[Information provided]
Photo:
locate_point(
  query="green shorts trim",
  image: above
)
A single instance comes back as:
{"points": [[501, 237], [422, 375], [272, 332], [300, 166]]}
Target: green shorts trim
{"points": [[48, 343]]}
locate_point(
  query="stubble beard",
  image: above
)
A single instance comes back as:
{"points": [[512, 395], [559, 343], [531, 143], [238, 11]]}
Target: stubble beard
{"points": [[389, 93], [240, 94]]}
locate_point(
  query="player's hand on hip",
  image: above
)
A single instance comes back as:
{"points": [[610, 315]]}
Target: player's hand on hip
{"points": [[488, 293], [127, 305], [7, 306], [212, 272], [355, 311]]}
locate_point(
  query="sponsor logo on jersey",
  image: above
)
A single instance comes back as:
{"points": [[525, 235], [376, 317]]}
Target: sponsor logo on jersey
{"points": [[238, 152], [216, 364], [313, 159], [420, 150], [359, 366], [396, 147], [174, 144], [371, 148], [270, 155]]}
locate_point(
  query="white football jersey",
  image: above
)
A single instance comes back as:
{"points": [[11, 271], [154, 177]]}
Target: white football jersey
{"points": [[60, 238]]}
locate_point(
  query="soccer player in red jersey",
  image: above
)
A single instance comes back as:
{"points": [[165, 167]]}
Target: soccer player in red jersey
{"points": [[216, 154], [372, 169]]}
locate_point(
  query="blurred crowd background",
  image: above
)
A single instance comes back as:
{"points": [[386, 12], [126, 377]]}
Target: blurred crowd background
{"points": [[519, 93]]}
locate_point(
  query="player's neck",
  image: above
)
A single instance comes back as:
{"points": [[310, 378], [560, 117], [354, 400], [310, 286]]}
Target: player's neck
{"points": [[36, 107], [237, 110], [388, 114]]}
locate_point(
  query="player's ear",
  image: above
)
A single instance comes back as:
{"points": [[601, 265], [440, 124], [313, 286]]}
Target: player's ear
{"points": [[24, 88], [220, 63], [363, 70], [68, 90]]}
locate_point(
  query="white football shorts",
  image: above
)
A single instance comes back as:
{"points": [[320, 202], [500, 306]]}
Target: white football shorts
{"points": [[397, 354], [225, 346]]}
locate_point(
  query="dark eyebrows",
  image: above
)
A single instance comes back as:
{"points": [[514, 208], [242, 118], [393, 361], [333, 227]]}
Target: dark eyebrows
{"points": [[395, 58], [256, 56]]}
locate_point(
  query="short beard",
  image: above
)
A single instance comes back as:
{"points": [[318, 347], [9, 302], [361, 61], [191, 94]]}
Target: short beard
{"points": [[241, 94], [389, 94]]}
[/Information provided]
Problem description: Scan the entries above for the word "query", then copy every line in which it occurs.

Result for this exercise:
  query="green shorts trim",
  query="stubble beard",
  query="player's hand on hip",
  query="sponsor logo on jersey",
  query="white football jersey",
  query="soccer player in red jersey",
  query="blurred crowd background",
  query="player's neck",
  query="player's ear",
  query="white football shorts",
  query="dark eyebrows",
  query="short beard",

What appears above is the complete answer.